== Texto proporcionado ==
--------------------------------------------------
Mi primera sorpresa fue que aquel muchacho de veinte años, macizo, con más cara de trompetista que de héroe de la patria, tenía un instinto excepcional del arte de narrar, una capacidad de síntesis y una memoria asombrosas, y bastante dignidad silvestre como para sonreírse de su propio heroísmo. En veinte sesiones de seis horas diarias, durante las cuales yo tomaba notas y soltaba preguntas tramposas para detectar sus contradicciones, logramos reconstruir el relato compacto y verídico de sus diez días en el mar. Era tan minucioso y apasionante, que mi único problema literario sería conseguir que el lector lo creyera. No fue sólo por eso, sino también porque nos pareció justo, que acordamos escribirlo en primera persona y firmado por él. Ésta es, en realidad, la primera vez que mi nombre aparece vinculado a este texto.
--------------------------------------------------
== Datos enumerados ==
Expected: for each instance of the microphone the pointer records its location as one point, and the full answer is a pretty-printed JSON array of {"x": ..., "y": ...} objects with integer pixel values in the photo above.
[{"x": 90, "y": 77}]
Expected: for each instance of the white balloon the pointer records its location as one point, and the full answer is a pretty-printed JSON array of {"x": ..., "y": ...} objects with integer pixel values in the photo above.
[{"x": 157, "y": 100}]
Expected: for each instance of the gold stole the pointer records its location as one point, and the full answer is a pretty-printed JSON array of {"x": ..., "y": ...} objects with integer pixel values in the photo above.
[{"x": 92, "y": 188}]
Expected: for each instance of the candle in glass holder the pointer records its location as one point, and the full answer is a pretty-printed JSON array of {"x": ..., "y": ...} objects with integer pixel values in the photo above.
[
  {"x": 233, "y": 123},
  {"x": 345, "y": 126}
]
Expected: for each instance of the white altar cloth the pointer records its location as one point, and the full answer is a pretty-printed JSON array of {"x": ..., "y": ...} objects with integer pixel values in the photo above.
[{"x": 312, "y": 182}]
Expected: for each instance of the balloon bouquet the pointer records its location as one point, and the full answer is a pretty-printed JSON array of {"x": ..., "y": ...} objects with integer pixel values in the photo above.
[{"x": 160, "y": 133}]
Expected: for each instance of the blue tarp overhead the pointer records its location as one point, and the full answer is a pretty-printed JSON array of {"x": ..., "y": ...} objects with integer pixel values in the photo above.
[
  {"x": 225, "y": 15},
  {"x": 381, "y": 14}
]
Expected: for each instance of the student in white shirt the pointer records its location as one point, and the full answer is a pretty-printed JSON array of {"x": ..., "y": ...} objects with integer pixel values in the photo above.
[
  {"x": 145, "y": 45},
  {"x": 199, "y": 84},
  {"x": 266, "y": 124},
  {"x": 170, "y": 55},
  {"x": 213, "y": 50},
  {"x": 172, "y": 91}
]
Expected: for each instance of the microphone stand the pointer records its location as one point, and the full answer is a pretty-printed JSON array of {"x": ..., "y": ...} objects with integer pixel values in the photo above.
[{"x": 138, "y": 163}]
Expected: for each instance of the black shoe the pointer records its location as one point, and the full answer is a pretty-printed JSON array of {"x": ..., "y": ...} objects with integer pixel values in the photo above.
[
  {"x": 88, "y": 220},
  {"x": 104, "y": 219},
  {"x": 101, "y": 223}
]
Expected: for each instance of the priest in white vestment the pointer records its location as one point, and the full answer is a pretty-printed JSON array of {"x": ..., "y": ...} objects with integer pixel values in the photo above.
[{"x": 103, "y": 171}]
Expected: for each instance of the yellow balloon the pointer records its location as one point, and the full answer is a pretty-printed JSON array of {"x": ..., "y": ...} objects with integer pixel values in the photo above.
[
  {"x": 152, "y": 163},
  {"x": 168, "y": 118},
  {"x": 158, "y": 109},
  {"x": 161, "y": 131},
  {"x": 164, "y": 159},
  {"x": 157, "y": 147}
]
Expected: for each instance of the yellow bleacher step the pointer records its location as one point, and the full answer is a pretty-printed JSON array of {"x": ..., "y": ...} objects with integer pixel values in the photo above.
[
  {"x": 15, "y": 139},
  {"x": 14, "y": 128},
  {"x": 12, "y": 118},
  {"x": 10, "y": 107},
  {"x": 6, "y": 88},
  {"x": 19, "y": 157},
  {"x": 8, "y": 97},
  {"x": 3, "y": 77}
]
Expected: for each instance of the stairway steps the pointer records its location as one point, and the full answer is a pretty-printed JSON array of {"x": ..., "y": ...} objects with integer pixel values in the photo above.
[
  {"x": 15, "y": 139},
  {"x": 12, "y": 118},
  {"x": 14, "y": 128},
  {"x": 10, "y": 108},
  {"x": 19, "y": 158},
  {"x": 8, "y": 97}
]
--------------------------------------------------
== Qué se pide ==
Responda según el texto proporcionado:
(a) ¿Qué edad tenía el muchacho?
(b) ¿Cuántas sesiones hicieron y cuántas horas diarias duraba cada una?
(c) ¿En qué persona acordaron escribir el relato?

== Respuesta escrita ==
(a) Veinte años.
(b) Veinte sesiones de seis horas diarias.
(c) En primera persona, firmado por él.